We’re living through times of change. From the rise of AI to social media rebrands, and now, apparently, the arrival of extraterrestrial life. While those stories grab the headlines, it’s easy to lose track of change happening elsewhere. In this instance, I’m referring to tax.
There have been a number of noteworthy developments of late, all of which could have a profound impact on taxpayers, businesses, and tax professionals. In this article, I’ll be rounding up those key updates along with everything else that’s been going on in the world of tax.
1. MTD (Making Tax Digital) Update: The NAO’s Report
The implementation of Making Tax Digital (MTD) by 2024 has been deemed unrealistic by the National Audit Office (NAO) due to insufficient assessment of the scale of work required. The NAO supports further digitalisation but has emphasised that there are a number of significant delivery risks.
One major challenge is migrating data from legacy systems to the new Enterprise Tax Management Platform (ETMP). However, once completed, this transition will enable HMRC to provide a more integrated service to taxpayers and agents. The potential to pre-populate tax returns with data from third parties could be far more transformative than that of MTD ITSA.
2. The Future of Tax Authorities and Technology
The Organization for Economic Co-operation and Development (OECD) released a report on “Tax Administration 3.0” in December 2020. This vision goes beyond digitalising forms and returns, focusing on real-time data and moving away from periodic reporting. It also explores the concept of “compliance by design” where compliance rules are built into taxpayer software and systems.

* _DATA PROVIDED_

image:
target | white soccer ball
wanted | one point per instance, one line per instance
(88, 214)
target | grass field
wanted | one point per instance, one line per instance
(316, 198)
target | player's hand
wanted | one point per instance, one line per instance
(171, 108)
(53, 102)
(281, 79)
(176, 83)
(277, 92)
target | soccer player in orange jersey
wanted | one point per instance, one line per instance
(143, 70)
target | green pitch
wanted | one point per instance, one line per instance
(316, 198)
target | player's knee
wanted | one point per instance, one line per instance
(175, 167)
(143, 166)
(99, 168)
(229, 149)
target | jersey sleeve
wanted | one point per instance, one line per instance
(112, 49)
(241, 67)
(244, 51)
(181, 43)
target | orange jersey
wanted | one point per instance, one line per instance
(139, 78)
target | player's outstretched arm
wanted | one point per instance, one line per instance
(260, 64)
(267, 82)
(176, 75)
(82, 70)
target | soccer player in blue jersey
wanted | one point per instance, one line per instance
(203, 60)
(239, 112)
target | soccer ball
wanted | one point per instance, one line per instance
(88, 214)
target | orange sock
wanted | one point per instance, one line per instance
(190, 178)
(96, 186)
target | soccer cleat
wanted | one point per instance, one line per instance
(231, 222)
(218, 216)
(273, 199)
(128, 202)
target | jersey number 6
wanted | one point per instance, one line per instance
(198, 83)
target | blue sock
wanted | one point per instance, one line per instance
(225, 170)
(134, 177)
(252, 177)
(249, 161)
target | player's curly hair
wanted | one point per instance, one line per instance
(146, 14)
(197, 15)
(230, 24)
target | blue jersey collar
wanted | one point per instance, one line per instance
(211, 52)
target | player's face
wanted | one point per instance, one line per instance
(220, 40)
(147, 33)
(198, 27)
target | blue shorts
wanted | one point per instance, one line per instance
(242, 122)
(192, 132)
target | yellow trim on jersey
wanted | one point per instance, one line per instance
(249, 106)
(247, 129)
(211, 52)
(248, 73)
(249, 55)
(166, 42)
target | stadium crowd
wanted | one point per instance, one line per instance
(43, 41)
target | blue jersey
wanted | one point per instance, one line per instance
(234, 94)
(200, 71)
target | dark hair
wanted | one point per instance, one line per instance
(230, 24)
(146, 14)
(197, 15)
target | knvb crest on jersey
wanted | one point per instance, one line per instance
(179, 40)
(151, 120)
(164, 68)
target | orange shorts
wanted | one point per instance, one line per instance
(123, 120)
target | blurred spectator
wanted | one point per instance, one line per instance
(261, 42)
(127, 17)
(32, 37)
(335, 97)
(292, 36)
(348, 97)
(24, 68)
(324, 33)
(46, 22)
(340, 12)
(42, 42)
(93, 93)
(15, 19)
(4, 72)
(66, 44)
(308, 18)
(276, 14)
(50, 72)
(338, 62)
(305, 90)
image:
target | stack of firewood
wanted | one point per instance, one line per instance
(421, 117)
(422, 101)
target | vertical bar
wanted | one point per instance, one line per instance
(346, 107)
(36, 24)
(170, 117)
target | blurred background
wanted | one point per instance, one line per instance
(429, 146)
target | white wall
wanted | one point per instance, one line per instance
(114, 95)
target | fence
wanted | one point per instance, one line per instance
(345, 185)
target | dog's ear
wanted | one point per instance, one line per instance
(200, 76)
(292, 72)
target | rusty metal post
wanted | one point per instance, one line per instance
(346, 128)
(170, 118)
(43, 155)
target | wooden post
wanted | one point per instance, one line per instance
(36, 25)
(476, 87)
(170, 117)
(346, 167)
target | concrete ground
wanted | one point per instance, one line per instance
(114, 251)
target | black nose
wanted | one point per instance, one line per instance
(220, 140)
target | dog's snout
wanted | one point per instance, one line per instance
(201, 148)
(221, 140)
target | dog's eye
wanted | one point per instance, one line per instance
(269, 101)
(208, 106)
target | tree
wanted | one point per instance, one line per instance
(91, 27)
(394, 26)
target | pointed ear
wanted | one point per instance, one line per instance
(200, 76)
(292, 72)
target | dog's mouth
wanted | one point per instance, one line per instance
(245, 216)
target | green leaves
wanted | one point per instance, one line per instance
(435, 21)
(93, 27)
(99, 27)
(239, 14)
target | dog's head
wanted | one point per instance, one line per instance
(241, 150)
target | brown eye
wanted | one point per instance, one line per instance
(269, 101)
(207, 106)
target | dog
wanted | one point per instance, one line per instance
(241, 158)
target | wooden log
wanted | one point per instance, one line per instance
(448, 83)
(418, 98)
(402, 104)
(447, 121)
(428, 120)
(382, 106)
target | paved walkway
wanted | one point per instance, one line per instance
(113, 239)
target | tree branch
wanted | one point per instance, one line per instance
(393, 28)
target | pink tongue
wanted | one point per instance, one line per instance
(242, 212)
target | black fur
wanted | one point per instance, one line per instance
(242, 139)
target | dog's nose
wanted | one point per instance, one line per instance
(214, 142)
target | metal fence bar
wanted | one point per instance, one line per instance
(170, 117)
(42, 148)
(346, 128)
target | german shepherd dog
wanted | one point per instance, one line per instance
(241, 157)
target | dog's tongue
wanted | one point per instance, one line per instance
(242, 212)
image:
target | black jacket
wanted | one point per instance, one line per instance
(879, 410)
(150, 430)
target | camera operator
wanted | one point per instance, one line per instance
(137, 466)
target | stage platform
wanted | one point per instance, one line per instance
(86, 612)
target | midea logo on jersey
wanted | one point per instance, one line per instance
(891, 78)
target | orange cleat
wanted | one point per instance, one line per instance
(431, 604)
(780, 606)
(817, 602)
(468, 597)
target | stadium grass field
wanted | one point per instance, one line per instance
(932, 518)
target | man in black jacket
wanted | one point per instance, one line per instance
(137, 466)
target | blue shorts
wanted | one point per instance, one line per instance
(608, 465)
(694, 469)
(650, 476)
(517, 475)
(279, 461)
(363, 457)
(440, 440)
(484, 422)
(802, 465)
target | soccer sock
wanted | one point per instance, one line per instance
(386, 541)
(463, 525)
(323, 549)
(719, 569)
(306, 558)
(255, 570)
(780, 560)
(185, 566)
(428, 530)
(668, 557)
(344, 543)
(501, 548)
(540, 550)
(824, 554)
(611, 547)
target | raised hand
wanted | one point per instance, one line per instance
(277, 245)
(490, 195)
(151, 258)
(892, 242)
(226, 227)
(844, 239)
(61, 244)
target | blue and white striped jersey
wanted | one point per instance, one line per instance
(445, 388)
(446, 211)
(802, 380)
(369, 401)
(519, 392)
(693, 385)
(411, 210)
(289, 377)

* _ASSIGNMENT A_
Answer these questions from the tax article:
(i) By what year does the National Audit Office say implementing Making Tax Digital is unrealistic?
(ii) To what new platform must data from legacy systems be migrated?
(iii) In what month and year did the OECD release its report on "Tax Administration 3.0"?
* _ASSIGNMENT B_
Reproduce the part of the tax article starting with "1. MTD (Making" and going on through "of MTD ITSA.".
The entries play no part in this work.

* _TASK ANSWER A_
(i) 2024
(ii) The Enterprise Tax Management Platform (ETMP)
(iii) December 2020

* _TASK ANSWER B_
1. MTD (Making Tax Digital) Update: The NAO’s Report
The implementation of Making Tax Digital (MTD) by 2024 has been deemed unrealistic by the National Audit Office (NAO) due to insufficient assessment of the scale of work required. The NAO supports further digitalisation but has emphasised that there are a number of significant delivery risks.
One major challenge is migrating data from legacy systems to the new Enterprise Tax Management Platform (ETMP). However, once completed, this transition will enable HMRC to provide a more integrated service to taxpayers and agents. The potential to pre-populate tax returns with data from third parties could be far more transformative than that of MTD ITSA.